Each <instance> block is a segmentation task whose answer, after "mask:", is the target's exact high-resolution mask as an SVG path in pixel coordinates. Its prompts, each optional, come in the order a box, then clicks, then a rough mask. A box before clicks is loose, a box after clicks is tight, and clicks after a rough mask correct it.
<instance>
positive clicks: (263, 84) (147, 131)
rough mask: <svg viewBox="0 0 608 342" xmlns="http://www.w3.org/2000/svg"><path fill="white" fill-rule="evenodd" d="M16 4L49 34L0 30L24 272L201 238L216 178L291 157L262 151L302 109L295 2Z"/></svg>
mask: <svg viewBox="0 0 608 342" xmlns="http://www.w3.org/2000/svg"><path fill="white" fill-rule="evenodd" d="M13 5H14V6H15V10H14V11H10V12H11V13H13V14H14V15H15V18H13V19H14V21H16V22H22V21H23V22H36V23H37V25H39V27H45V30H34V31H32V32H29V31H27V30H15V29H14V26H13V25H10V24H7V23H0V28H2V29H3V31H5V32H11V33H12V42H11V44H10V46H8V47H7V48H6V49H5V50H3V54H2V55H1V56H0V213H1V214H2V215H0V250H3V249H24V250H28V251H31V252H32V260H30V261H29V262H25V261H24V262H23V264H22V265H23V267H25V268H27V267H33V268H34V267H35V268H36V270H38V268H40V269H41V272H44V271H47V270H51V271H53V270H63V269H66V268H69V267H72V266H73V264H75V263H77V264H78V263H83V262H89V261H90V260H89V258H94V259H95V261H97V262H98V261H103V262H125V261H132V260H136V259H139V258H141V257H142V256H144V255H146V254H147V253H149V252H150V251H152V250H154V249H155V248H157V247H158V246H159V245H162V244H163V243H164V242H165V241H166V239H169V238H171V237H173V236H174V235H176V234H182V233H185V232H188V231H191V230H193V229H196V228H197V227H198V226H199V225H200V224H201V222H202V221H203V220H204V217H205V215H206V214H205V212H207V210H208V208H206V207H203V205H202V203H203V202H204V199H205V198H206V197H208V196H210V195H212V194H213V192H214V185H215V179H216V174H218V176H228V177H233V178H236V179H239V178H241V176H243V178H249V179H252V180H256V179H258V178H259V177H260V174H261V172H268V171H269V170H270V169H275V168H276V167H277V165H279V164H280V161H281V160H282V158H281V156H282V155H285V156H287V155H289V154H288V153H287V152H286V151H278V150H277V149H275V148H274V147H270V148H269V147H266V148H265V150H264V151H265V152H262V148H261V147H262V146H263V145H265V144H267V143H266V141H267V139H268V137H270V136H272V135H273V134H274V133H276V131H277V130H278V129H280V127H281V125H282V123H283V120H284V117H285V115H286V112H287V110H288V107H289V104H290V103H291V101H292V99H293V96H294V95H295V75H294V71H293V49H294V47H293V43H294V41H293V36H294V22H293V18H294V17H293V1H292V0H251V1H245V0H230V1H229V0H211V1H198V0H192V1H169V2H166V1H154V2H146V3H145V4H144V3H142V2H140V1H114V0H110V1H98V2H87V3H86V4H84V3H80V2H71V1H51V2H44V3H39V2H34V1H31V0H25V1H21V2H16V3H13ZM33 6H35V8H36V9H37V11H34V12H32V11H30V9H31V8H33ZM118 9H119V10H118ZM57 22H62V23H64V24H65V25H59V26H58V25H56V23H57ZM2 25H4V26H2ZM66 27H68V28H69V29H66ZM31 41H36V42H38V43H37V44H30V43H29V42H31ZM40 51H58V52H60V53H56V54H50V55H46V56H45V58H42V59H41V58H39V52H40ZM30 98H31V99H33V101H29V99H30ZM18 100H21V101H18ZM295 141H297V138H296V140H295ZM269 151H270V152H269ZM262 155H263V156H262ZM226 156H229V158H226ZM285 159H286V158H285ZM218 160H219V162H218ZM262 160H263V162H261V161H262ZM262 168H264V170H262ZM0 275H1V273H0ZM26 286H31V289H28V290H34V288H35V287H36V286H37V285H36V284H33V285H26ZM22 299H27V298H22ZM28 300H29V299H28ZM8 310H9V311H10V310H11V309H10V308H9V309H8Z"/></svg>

---------------

**WHAT IS REQUIRED**:
Down to the last line, reproduce the entries above precisely.

**YOUR RESPONSE**:
Each <instance> block is a segmentation task whose answer, after "mask:", is the target's exact high-resolution mask as an SVG path in pixel coordinates. Its prompts, each optional, come in the order a box, then clicks, then a rough mask. A box before clicks is loose, a box after clicks is tight, and clicks after a rough mask correct it.
<instance>
positive clicks: (263, 84) (147, 131)
rough mask: <svg viewBox="0 0 608 342" xmlns="http://www.w3.org/2000/svg"><path fill="white" fill-rule="evenodd" d="M16 4L49 34L0 30L24 272L201 238L216 178L291 157L262 151L302 109L295 2Z"/></svg>
mask: <svg viewBox="0 0 608 342" xmlns="http://www.w3.org/2000/svg"><path fill="white" fill-rule="evenodd" d="M13 5H14V6H15V10H14V11H10V12H11V13H13V14H14V15H15V18H13V19H14V21H16V22H22V21H23V22H36V23H37V25H39V27H45V30H34V31H32V32H29V31H27V30H15V29H14V26H13V25H10V24H7V23H0V28H2V29H3V31H5V32H11V33H12V42H11V44H10V46H8V47H7V48H6V49H5V50H3V54H2V55H1V56H0V213H1V214H2V215H0V250H3V249H24V250H28V251H31V252H32V260H30V261H29V262H25V261H24V262H23V264H22V265H23V267H25V268H27V267H33V268H34V267H35V268H36V270H38V268H40V269H41V272H44V271H47V270H51V271H53V270H63V269H66V268H69V267H72V266H73V264H75V263H77V264H78V263H83V262H89V261H90V260H89V258H94V259H95V261H97V262H98V261H103V262H125V261H132V260H136V259H139V258H141V257H142V256H144V255H146V254H147V253H149V252H150V251H152V250H154V249H155V248H157V247H158V246H159V245H162V244H163V243H164V242H165V241H166V239H169V238H171V237H173V236H174V235H176V234H182V233H185V232H188V231H191V230H193V229H196V228H197V227H198V226H199V225H200V224H201V222H202V221H203V220H204V217H205V215H206V214H205V212H207V210H208V208H206V207H203V205H202V203H203V202H204V199H205V198H206V197H208V196H210V195H212V194H213V192H214V185H215V179H216V174H218V176H228V177H233V178H236V179H239V178H241V176H243V178H249V179H252V180H256V179H258V178H259V177H260V174H261V172H268V171H269V170H270V169H275V168H276V167H277V165H279V164H280V161H281V160H282V158H281V156H282V155H285V156H287V155H289V154H288V153H287V152H286V151H278V150H277V149H275V148H274V147H270V148H269V147H266V148H265V150H264V151H265V152H262V148H261V147H262V146H263V145H265V144H267V143H266V141H267V139H268V137H270V136H272V135H273V134H274V133H276V131H277V130H278V129H280V127H281V125H282V123H283V120H284V117H285V115H286V112H287V110H288V107H289V104H290V103H291V101H292V99H293V96H294V95H295V75H294V71H293V49H294V47H293V43H294V41H293V36H294V22H293V18H294V17H293V1H292V0H251V1H245V0H230V1H229V0H211V1H198V0H192V1H169V2H166V1H154V2H146V3H145V4H144V3H142V2H140V1H114V0H110V1H98V2H87V3H86V4H84V3H80V2H71V1H51V2H44V3H39V2H34V1H31V0H25V1H21V2H16V3H13ZM33 6H35V8H36V9H37V11H34V12H32V11H30V9H31V8H33ZM118 9H119V10H118ZM57 22H62V23H64V24H65V25H59V26H58V25H56V23H57ZM2 25H4V26H2ZM66 27H68V28H69V29H66ZM31 41H36V42H38V43H37V44H30V43H29V42H31ZM40 51H58V52H60V53H56V54H50V55H46V56H45V58H42V59H41V58H39V52H40ZM30 98H31V99H33V101H29V99H30ZM18 100H21V101H18ZM295 141H297V138H296V140H295ZM269 151H270V152H269ZM262 155H263V156H262ZM226 156H229V158H226ZM285 159H286V158H285ZM218 160H219V162H218ZM262 160H263V162H261V161H262ZM262 168H264V170H262ZM0 275H1V273H0ZM26 286H31V289H28V290H34V288H35V287H36V286H37V285H36V284H33V285H26ZM22 299H27V298H22ZM28 300H29V299H28ZM8 310H9V311H10V310H11V309H10V308H9V309H8Z"/></svg>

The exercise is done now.